▸ Vorgegebener Text:
————————
Da wir in der Beweispflicht stehen, haben die Kollegen die Arbeiten sehr genau unter die Lupe genommen. Wissend, dass ChatGPT auch Quellenangaben generieren kann, prüften sie bei einer Facharbeit zum Beispiel, ob Bielefelder Bibliotheken über die in der Arbeit angegebenen Bücher verfügen. Den Verdacht, dass Facharbeiten mit Hilfe anderer Personen, etwa den Eltern, angefertigt wurden, gab es auch schon früher. Aber ChatGPT eröffnet da ganz neue Dimensionen. Daher wird in unserem Kollegium bereits darüber diskutiert, ob Facharbeiten bisheriger Machart in Zukunft überhaupt noch akzeptabel sind. Müssen sie durch mündliche Prüfungen ergänzt werden oder gilt es, ganz neue Wege zu finden?
————————
▸ Angezeigtes Material:
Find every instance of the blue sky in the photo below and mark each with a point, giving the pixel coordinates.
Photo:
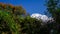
(31, 6)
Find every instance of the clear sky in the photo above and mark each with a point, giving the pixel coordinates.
(31, 6)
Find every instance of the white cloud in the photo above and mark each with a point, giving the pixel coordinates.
(44, 18)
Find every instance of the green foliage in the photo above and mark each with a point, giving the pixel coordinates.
(54, 9)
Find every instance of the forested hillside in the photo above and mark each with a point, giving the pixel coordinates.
(15, 20)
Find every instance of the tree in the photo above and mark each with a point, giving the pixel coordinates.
(54, 9)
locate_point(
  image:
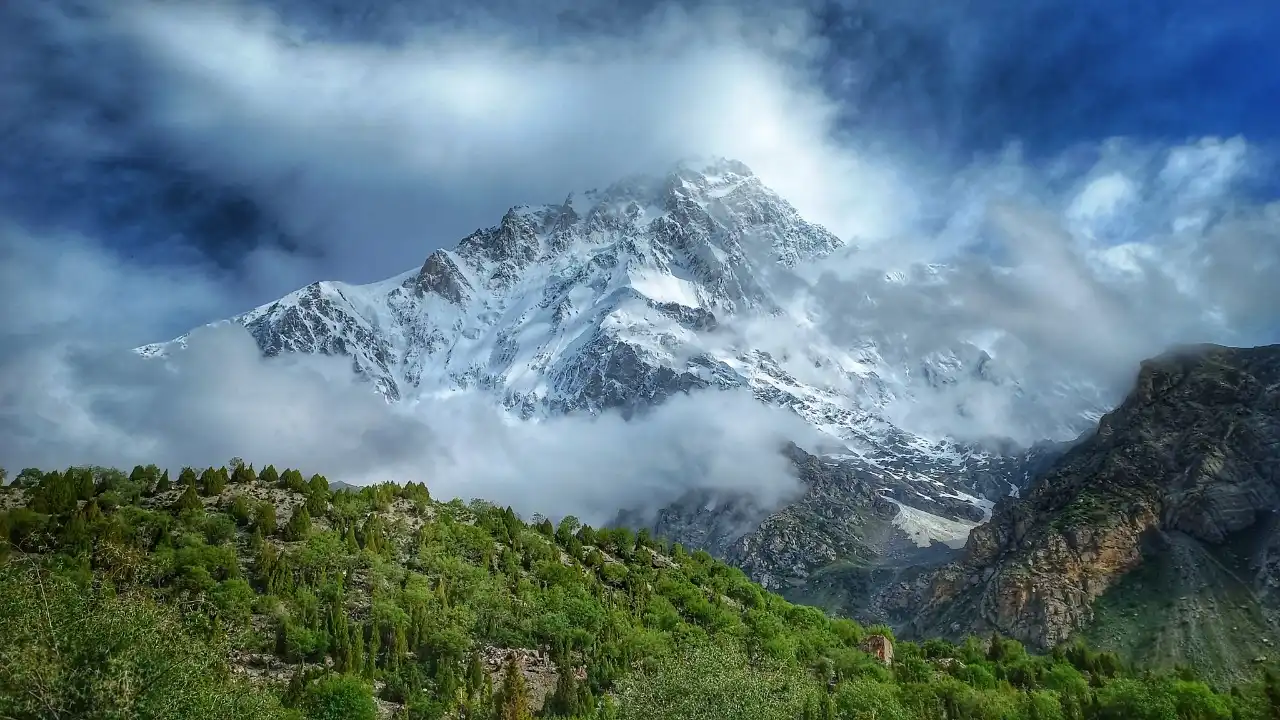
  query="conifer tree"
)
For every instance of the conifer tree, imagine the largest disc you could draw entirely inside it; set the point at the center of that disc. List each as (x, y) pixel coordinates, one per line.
(264, 518)
(240, 510)
(513, 697)
(269, 475)
(566, 697)
(475, 673)
(210, 483)
(298, 524)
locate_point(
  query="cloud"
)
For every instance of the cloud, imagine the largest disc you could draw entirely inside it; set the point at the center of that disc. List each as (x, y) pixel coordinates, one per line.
(370, 155)
(220, 399)
(1068, 274)
(218, 155)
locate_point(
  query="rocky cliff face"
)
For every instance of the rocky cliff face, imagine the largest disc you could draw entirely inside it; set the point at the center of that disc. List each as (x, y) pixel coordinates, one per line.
(1191, 456)
(616, 300)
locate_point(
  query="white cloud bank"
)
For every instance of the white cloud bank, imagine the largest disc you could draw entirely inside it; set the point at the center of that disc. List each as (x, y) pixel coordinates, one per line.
(373, 155)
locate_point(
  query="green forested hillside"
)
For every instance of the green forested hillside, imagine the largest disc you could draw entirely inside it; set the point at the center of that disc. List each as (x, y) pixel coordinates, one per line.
(234, 593)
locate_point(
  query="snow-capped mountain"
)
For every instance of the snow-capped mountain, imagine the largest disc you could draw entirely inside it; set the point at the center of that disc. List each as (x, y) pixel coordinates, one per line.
(621, 297)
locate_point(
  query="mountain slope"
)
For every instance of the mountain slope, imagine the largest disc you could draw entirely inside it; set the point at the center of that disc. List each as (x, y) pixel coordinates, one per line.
(389, 604)
(1164, 515)
(616, 300)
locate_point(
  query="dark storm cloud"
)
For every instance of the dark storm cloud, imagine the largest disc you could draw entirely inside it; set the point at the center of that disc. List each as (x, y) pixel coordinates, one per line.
(215, 155)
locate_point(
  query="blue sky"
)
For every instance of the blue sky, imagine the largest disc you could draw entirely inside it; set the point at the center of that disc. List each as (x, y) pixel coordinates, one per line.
(1056, 73)
(261, 150)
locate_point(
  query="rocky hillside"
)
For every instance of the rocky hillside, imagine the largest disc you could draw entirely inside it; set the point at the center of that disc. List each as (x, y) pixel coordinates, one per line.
(618, 299)
(260, 595)
(1156, 532)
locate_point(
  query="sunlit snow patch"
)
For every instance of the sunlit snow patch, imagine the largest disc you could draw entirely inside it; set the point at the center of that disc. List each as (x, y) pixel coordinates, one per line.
(924, 528)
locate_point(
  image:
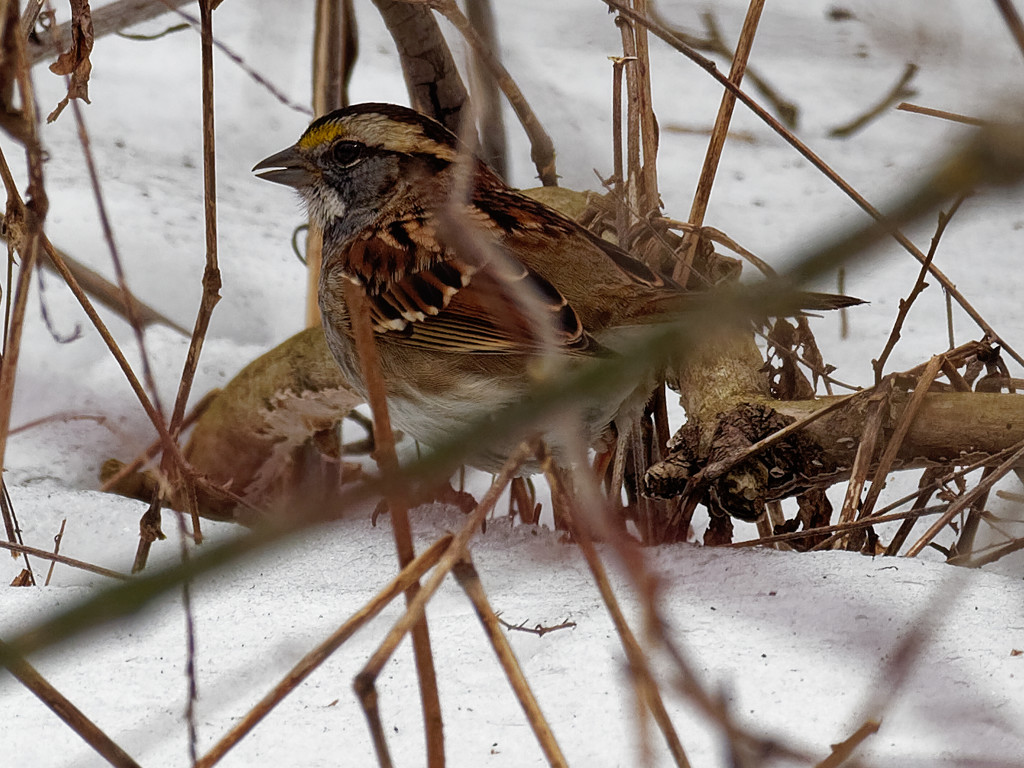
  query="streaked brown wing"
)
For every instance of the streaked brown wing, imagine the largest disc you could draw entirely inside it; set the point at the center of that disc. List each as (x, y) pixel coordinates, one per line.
(457, 307)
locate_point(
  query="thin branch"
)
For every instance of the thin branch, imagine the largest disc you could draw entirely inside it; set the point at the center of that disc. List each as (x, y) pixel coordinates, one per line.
(668, 36)
(56, 551)
(919, 286)
(469, 580)
(968, 499)
(1013, 19)
(365, 682)
(53, 557)
(70, 714)
(370, 368)
(719, 133)
(898, 91)
(311, 660)
(542, 147)
(966, 119)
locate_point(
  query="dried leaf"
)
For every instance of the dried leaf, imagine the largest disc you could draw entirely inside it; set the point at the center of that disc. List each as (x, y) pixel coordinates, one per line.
(75, 61)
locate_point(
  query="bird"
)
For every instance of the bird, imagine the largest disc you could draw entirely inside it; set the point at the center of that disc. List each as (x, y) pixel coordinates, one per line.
(471, 284)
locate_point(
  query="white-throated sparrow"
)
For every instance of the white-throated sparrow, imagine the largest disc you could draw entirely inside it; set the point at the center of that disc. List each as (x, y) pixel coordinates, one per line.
(459, 324)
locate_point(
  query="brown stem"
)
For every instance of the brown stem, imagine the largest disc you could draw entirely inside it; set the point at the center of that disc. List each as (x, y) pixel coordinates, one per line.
(542, 147)
(311, 660)
(919, 287)
(69, 713)
(469, 580)
(709, 66)
(365, 682)
(54, 557)
(966, 500)
(431, 77)
(719, 133)
(954, 117)
(1013, 19)
(370, 368)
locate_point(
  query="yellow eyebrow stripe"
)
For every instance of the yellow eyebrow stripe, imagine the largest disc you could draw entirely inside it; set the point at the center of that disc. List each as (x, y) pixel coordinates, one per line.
(376, 130)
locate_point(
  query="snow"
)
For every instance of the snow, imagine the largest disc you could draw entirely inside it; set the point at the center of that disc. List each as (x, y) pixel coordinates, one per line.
(798, 645)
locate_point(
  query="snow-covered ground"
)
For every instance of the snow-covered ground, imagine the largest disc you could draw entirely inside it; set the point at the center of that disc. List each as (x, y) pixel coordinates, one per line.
(796, 644)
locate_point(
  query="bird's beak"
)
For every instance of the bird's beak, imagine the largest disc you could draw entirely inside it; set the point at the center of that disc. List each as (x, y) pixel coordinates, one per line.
(287, 167)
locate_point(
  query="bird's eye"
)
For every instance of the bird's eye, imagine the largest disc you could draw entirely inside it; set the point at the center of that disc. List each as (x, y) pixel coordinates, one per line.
(346, 153)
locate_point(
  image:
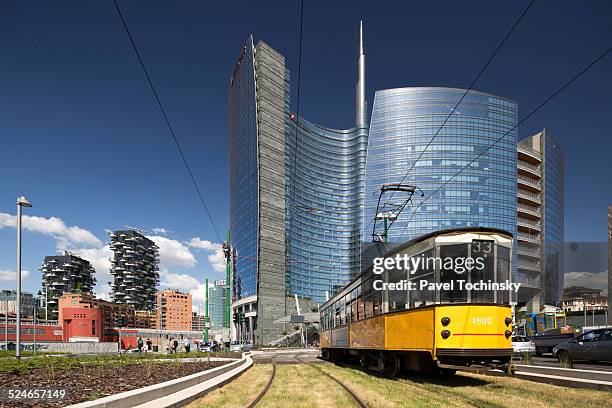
————————
▸ Arbeitsauftrag 1: Was prüften die Kollegen laut dem Text über ChatGPT und Facharbeiten bei einer Facharbeit?
▸ Arbeitsauftrag 2: Führen Sie den Text über ChatGPT und Facharbeiten im Anschluss an seinen letzten Satz fort.

▸ Antwortbereich 1: Sie prüften, ob Bielefelder Bibliotheken über die in der Arbeit angegebenen Bücher verfügen.

▸ Antwortbereich 2:
In anderen Schulen wird das vermutlich genauso sein. Wie reagieren die Schulbehörden auf die Herausforderung?
Das Ministerium für Schule und Bildung in Nordrhein-Westfalen hat schnell reagiert und einen gut gemachten Handlungsleitfaden für den Umgang mit textgenerierenden KI-Systemen herausgebracht. Auch andere Bundesländer haben entsprechende Empfehlungen veröffentlicht.
Wie steht es um die Lehrerfortbildung zu KI allgemein und Chatbots im Speziellen.
Es gibt solche Angebote. Für mich wären sie aber erst interessant, wenn sie konkret auf meine Fächer Deutsch und Biologie zugeschnitten sind. Noch ist das nicht der Fall.
Sie haben ChatGPT schon früh getestet. Hatte das Folgen für Ihren Unterricht?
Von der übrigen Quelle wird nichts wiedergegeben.